Write out every line of the material below word for word, changing nothing.

──────── RECORDED INFORMATION ────────

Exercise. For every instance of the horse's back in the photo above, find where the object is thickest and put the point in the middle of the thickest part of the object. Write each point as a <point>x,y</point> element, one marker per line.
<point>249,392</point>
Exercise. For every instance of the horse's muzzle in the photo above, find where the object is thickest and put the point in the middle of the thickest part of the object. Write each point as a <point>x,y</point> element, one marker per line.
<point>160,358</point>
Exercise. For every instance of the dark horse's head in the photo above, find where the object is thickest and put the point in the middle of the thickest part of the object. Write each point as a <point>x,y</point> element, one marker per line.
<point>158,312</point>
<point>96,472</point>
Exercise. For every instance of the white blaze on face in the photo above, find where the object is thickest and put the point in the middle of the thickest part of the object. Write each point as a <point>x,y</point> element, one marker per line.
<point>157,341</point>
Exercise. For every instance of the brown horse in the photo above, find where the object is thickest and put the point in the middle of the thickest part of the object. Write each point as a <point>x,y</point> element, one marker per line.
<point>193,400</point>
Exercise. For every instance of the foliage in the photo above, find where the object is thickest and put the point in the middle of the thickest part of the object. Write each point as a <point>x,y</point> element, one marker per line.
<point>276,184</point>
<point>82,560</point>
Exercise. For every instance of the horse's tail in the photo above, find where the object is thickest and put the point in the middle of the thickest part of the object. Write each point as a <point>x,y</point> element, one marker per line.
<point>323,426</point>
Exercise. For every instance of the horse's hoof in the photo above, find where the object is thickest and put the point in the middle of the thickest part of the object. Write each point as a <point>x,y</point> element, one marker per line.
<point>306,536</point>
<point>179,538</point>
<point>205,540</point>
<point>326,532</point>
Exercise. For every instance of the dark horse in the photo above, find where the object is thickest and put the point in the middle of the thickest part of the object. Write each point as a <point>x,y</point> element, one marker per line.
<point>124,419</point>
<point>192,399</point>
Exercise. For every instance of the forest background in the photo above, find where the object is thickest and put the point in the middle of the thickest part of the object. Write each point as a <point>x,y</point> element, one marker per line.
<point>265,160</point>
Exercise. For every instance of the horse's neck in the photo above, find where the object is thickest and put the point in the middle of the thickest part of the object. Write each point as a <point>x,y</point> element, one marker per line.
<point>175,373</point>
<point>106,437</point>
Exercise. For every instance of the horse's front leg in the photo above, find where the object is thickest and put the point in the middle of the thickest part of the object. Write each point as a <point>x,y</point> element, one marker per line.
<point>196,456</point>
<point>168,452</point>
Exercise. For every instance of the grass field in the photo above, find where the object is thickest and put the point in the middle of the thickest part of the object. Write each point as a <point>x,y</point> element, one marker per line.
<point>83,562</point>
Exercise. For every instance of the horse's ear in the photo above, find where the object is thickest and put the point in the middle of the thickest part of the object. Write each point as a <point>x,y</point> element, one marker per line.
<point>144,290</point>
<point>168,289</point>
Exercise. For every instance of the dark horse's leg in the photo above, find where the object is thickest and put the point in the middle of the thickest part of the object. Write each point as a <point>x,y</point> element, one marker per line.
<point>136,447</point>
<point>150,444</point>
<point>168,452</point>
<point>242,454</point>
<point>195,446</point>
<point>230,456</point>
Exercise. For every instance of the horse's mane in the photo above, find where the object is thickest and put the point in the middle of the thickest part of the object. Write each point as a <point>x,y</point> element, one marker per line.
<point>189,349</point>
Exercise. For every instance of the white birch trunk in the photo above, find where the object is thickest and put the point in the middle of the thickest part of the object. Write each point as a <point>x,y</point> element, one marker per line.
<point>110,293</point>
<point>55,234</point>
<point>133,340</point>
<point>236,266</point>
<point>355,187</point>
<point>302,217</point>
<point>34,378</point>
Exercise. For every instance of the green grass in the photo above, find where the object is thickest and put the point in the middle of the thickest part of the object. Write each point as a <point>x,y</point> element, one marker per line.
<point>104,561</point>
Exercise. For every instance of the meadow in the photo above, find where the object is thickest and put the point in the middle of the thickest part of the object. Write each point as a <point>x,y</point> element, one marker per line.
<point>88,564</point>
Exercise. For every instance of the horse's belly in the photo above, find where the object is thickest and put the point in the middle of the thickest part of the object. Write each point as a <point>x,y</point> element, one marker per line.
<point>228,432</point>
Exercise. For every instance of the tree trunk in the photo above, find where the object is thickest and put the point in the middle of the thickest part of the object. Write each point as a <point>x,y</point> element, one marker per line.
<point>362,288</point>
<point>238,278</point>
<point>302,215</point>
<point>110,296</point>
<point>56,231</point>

────────

OUTPUT OF THE TASK ::
Exercise. For every instance of the horse's back in the photo above, find where the object is thickest and put the point in the middle of the thickest part of the object. Write each point as a <point>x,y</point> element, one marker per line.
<point>249,392</point>
Exercise. For every instance of the horse's muzzle in the photo above, find where the object is thickest and put the point in the middle of the thickest part of the object. Write each point as a <point>x,y</point> element, one marker per line.
<point>160,358</point>
Exercise. For every instance of the dark horse's head in the photo above, find where the object is thickest and put the point in the middle of the thickest part of the object. Write each point as a <point>x,y</point> element, one marker per line.
<point>158,312</point>
<point>96,472</point>
Exercise. For every instance of the white blaze on face in the photo above, find where the object is thickest and put the point in the middle of the thickest part of the object. Write each point as a <point>x,y</point> element, one marker per line.
<point>157,341</point>
Exercise. For every instance of the brown horse in the photo above, find where the object is thickest and put the point in the middle of the thickest part of the object. Write each point as a <point>x,y</point> element, one marker per line.
<point>193,400</point>
Exercise. For every instance of the foliage in the photo above, find where the object is thickest and put the point in the middle of the thickest part of the object. Write each point as a <point>x,y</point> element, one marker per line.
<point>276,184</point>
<point>82,560</point>
Exercise. For every instance of the horse's tail in the photo above, find where the object is thickest and put the point in the middle of the thickest part of the object. Write each point as a <point>x,y</point> element, one marker per line.
<point>323,426</point>
Exercise. For every instance of the horse's hoof in the photo above, find where the object is thickest and put the point in the middle of the thickest part of the object. Write each point as a <point>x,y</point> element, one marker per line.
<point>306,536</point>
<point>179,538</point>
<point>205,540</point>
<point>326,532</point>
Exercise. For every instance of the dark horse in the photo above, find where the object is thickest and put the point in the middle of the thickest part of the object. Write each point as a <point>x,y</point> element, one marker per line.
<point>124,419</point>
<point>192,399</point>
Exercise. For every instance of the forest background in the photo above, find where the object is thickest and put the point in the middle of the thickest part of the object. Write each point as a <point>x,y</point> element, one marker per line.
<point>265,160</point>
Exercise. For every instance of the horse's neck in the photo above, find where the object is thickest and put the point in the middle of the thickest part of the object. Write each point as a <point>x,y</point> element, one marker per line.
<point>175,373</point>
<point>106,437</point>
Exercise. For every instance of the horse's front leg in the photo above, find where the object is thickest and put the point in the middle of the thickest part of the object. Write each point as a <point>x,y</point> element, one marker per line.
<point>196,456</point>
<point>168,452</point>
Exercise. For every instance of the grass field in the photo above, find where the object is thickest and put the point in the middle of the thickest part of the object. Write each point as a <point>x,y</point> element, one marker per line.
<point>83,562</point>
Exercise. For every instance of the horse's ear in the photo above, find where the object is thickest and put the point in the middle of the thickest part of the object. Write each point as a <point>x,y</point> element, one marker per line.
<point>144,290</point>
<point>168,289</point>
Exercise. For every instance of the dark horse's leg in the photo above, find where the object is thickest and put the point in the middle of the thickest part of the object. Write each point as a <point>x,y</point> element, one marker per line.
<point>136,447</point>
<point>150,444</point>
<point>168,452</point>
<point>242,454</point>
<point>195,446</point>
<point>230,456</point>
Exercise. For every instance of the horse's mane in the photo above, find where the object is thickest and put the point in the middle of the thickest part of the object. Write each point as a <point>x,y</point> element, one marker per line.
<point>189,349</point>
Exercise. For every instance of the white birch trunk in the photo above, find where the object is thickest and put the point in the middle of the thickest part of the object. Write each point as a <point>x,y</point> element, one marker per line.
<point>110,293</point>
<point>55,234</point>
<point>133,340</point>
<point>236,266</point>
<point>355,187</point>
<point>302,217</point>
<point>34,378</point>
Exercise. For every instance of the green grass in the photo above, find where the object is thickest and put the point in the middle of the thickest part of the object. Write each point as a <point>x,y</point> element, one marker per line.
<point>104,561</point>
Exercise. For every instance of the meadow in the photo above, find where the object is thickest and put the point in the middle of the thickest part of the object. Write each point as a <point>x,y</point> element, one marker per line.
<point>88,564</point>
Exercise. For every instance of the horse's belly in the photo above, find where the object is thickest and put the point in the middle of the thickest part of the object. Write each point as a <point>x,y</point> element, one marker per line.
<point>228,432</point>
Exercise. For every instance of the tree trunk in the photo above, find where the object is thickest and put the point in the middle of the thickest part of the object. Write each point as a <point>x,y</point> element, one marker per line.
<point>362,288</point>
<point>238,278</point>
<point>302,215</point>
<point>110,296</point>
<point>56,231</point>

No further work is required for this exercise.